## [Excerpt to read]

----

Apply intention to the cases of recent cop killings, the #blacklivesmatter initiative. Or ask yourself what is the intention of the person in the next lane who cut you off, who then shrugs sheepishly as they pass, miming an apology because you were in their blind spot? What is the intention of well-meaning politicians who are only in tune with nervous guts, posh backgrounds and creature comforts? Of the corporate big wigs, the old guard, believing cutting output starts with employees? Is it to hurt people, or is it a visceral response to bubbling fear? If we understand intention, we can detect the solution, softly glowing in the background.
Such ill-informed intention begs us to educate patiently. Why can’t we prove our case for the greater good without slinging mud, or taking shots? Are we so weak we cannot envision that another may have insecurities?
Will we ever accomplish what we set out to teach, to change, to effect if we do not use gentle insistence?

----

## [What is expected]
Please explain, in one to three sentences, why the passage on intention says we should ask what lies behind other people's actions.

----

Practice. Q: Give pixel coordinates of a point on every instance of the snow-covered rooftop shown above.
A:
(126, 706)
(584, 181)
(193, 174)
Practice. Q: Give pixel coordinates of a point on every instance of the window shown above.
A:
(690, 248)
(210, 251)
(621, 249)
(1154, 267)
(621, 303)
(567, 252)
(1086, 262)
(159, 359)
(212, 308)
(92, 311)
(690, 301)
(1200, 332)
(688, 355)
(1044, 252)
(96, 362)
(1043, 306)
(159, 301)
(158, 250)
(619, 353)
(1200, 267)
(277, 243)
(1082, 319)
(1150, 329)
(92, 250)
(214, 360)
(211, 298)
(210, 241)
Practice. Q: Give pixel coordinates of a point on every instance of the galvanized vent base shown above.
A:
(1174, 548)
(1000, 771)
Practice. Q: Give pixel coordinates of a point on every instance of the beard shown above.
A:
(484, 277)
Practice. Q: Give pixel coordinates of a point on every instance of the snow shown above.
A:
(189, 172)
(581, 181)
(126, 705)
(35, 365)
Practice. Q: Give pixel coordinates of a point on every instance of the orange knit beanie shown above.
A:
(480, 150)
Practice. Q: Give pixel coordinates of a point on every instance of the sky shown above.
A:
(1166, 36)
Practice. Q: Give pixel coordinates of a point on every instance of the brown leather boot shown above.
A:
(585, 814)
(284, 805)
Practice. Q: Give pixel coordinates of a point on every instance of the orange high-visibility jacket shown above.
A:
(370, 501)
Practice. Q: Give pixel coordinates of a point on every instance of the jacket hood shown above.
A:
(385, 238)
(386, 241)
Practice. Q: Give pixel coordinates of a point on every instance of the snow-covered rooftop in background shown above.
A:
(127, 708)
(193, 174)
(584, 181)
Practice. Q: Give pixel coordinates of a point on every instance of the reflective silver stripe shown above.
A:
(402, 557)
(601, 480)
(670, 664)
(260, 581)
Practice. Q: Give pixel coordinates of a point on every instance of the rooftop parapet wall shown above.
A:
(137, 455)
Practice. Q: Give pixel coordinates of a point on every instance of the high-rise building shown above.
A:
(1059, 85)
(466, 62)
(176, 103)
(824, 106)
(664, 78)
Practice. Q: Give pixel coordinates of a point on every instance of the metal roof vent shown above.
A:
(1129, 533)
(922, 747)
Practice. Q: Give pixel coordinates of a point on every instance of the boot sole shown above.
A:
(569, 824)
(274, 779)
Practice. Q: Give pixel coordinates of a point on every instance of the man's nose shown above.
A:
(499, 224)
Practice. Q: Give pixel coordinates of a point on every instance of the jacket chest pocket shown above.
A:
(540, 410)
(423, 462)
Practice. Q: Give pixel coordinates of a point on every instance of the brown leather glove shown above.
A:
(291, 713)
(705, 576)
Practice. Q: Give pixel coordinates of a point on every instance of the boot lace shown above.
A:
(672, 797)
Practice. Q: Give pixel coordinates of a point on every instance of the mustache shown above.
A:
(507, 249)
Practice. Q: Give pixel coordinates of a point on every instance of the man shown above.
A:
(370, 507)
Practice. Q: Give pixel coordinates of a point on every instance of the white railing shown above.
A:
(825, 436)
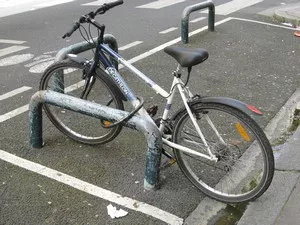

----

## [Reply]
The passage holds that if we understand intention, we can detect the solution, which it describes as "softly glowing in the background." Asking about intention shows whether someone means to hurt people or is reacting to "bubbling fear."